Am I failing to get a point here?
Collins English Dictionary:
as often as not: quite frequently
as likely as not: very probably
Considering the meanings of these phrases, to my eye, they come to have connotations not in line with their real meanings.
Before consulting my dictionary I envisaged that as often as not would most probably mean just about never rather than quite frequently, and that as likely as not would be associated more with impossibility than with high probability.In short, I expected not, in the phrases above, to have the same implication as nothing does in, for example, as good as nothing.
Do you think not in these phrases is of some connotation different from what its commonplace definitions convey? Do you ever believe the component words preserve their meanings after these phrases are broken down and thus, are we supposed to treat the phrases the way idioms are treated?
I found one answer, but with no reference so far.
Best Answer
You are confusing two different constructions.
For the meaning you are after, you would have to use an actual quantifier: "as often as ten times a week", "as often as twice a year", "as often as every Tuesday", "as often as never". This follows the pattern of phrases like "as recently as last Tuesday", or "as soon as tomorrow". Basically with phrases of this kind you say that it's often/recent/soon, and then immediately quantify just how often/recent/soon it is.

◆ ◆ ◆ ◆ ◆ ◆ ◆

> _DIRECTIVES_
(a) In the post about "as often as not," what meaning does the Collins English Dictionary give for "as likely as not"?
(b) How would you restate the paragraph of the post beginning "Before consulting my dictionary" more briefly while keeping its main facts?
(c) Does the post agree with each of these statements? (i) The best answer says the writer is confusing two different constructions. (ii) The writer found an answer backed by a reference. (iii) The best answer likens the pattern to "as soon as tomorrow".

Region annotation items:

◆ ◆ ◆ ◆ ◆ ◆ ◆

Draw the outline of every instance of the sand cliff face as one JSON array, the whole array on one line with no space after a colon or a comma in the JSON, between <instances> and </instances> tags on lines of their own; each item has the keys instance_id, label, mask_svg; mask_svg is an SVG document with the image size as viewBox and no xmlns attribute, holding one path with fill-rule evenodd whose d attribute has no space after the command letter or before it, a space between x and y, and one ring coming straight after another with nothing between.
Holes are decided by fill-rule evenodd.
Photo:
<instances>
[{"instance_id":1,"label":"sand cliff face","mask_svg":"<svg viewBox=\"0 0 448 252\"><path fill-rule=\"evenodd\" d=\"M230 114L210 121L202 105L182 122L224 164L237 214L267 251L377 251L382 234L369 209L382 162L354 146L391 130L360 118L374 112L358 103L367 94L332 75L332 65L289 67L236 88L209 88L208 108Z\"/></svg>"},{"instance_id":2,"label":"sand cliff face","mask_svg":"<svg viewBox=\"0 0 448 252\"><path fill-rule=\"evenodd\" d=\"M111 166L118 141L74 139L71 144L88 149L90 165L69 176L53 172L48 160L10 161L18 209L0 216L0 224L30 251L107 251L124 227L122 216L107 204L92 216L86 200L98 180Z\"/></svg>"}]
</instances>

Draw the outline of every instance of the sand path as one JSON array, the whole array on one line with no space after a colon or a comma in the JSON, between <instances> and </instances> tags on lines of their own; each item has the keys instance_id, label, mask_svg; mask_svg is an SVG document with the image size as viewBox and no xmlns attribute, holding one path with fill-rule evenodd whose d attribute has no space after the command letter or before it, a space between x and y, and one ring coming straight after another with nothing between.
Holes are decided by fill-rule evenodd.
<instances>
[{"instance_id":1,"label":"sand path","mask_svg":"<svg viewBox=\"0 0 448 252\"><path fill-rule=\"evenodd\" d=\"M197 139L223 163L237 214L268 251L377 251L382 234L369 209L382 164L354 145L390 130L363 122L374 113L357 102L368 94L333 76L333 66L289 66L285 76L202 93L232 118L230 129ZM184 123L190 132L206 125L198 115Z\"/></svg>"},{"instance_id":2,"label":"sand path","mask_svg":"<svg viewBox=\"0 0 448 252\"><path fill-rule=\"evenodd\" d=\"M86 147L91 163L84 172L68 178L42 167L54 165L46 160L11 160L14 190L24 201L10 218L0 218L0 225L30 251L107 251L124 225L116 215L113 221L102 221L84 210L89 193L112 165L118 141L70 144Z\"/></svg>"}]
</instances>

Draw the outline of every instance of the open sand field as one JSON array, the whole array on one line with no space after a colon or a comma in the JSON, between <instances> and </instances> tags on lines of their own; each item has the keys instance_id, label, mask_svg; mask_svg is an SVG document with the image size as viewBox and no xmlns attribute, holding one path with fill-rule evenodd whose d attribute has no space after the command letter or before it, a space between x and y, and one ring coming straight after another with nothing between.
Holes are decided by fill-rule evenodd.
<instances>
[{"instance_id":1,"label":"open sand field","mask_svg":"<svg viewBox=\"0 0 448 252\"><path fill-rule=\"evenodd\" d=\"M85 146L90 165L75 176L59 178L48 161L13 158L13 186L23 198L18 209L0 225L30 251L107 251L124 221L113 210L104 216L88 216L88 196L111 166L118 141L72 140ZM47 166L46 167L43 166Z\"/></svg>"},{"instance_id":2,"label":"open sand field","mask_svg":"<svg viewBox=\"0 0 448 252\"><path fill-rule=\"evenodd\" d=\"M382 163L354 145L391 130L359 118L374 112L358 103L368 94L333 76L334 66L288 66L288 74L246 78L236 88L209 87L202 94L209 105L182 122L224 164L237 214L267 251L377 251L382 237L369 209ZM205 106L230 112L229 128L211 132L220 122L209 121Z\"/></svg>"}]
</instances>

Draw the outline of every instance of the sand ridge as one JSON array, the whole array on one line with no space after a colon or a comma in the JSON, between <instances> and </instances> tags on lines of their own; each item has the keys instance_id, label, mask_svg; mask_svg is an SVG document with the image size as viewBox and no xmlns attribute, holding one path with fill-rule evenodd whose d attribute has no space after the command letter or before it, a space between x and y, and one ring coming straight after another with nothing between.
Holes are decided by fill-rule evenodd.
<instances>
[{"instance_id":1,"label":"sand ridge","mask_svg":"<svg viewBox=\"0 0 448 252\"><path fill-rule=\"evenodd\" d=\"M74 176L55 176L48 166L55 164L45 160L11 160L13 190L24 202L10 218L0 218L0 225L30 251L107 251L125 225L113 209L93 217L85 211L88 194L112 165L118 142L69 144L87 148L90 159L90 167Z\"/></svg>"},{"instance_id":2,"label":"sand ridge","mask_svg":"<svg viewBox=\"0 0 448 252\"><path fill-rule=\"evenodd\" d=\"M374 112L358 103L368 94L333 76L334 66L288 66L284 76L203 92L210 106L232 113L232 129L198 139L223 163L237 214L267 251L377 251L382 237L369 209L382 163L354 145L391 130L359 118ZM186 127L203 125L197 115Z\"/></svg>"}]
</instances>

◆ ◆ ◆ ◆ ◆ ◆ ◆

> _OUTPUTS_
(a) Very probably.

(b) Before checking the dictionary, the writer expected "as often as not" to mean about never and "as likely as not" to suggest impossibility. The writer thought "not" would work the way "nothing" does in "as good as nothing."

(c)
(i) Yes: "You are confusing two different constructions."
(ii) No: "I found one answer, but with no reference so far."
(iii) Yes: "This follows the pattern of phrases like "as recently as last Tuesday", or "as soon as tomorrow"."